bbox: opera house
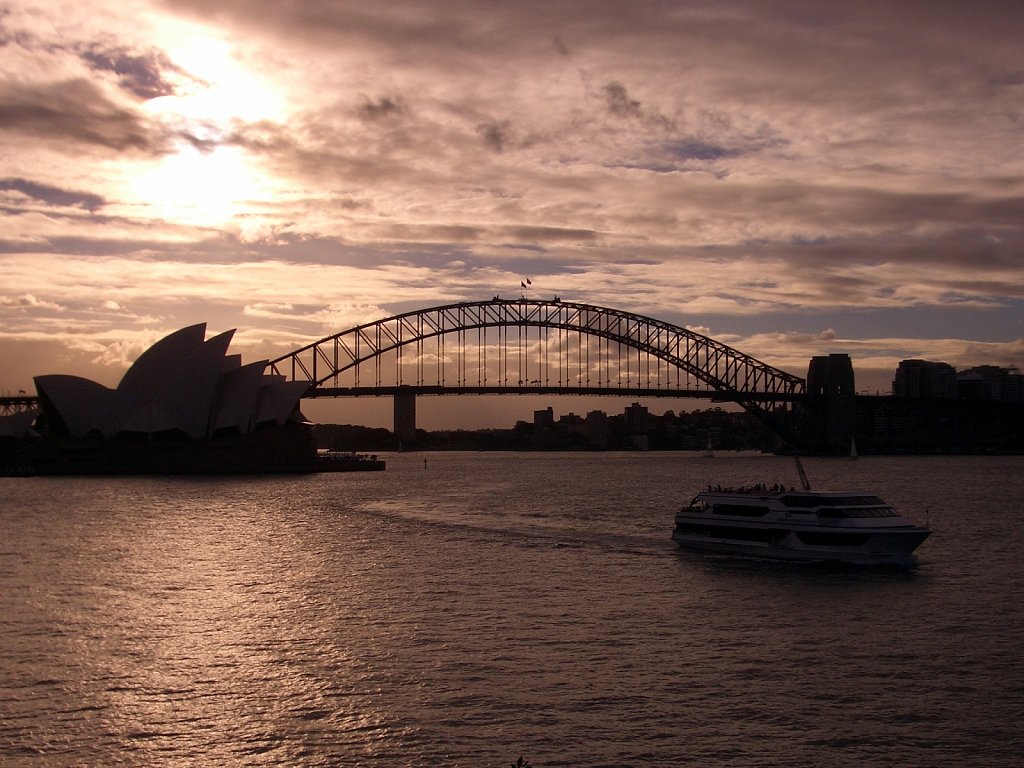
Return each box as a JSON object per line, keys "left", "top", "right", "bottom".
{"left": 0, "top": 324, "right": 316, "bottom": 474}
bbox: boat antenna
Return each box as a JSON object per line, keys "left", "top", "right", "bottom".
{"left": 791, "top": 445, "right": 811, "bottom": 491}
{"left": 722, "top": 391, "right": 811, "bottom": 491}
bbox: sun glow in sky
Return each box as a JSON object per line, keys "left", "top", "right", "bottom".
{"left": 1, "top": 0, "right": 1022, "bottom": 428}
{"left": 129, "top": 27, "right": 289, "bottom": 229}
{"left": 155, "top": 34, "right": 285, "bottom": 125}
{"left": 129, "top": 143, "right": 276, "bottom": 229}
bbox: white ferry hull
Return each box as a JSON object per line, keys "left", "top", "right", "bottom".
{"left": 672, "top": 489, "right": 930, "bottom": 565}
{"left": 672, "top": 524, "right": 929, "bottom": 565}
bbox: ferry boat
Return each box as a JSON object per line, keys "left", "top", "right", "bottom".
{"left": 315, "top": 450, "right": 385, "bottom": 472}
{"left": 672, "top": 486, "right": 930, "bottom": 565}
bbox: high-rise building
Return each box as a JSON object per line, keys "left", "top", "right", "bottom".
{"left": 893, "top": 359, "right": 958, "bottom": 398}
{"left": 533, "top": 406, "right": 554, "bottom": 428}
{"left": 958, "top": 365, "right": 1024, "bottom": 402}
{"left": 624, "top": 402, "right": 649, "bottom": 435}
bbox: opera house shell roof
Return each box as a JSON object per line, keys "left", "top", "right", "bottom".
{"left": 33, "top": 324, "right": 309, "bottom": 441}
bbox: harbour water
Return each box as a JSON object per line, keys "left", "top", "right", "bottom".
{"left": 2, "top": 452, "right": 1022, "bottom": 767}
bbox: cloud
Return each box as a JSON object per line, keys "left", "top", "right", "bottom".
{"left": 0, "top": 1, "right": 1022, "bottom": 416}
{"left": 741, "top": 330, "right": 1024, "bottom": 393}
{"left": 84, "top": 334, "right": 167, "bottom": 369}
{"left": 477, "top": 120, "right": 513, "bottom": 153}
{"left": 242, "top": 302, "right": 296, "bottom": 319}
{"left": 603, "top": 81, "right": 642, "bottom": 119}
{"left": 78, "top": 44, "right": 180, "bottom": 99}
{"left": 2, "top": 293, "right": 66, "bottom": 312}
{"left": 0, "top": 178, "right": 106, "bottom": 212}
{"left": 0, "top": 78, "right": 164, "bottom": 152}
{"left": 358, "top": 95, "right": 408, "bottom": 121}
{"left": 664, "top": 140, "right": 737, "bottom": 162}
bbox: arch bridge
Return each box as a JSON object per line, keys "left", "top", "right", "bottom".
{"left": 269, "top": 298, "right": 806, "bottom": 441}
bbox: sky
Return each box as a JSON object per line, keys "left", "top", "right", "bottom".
* * *
▶ Problem to work on: Tell how many lines in the listing include the string "bbox", and write nothing but that number.

▶ Output for this exercise: 11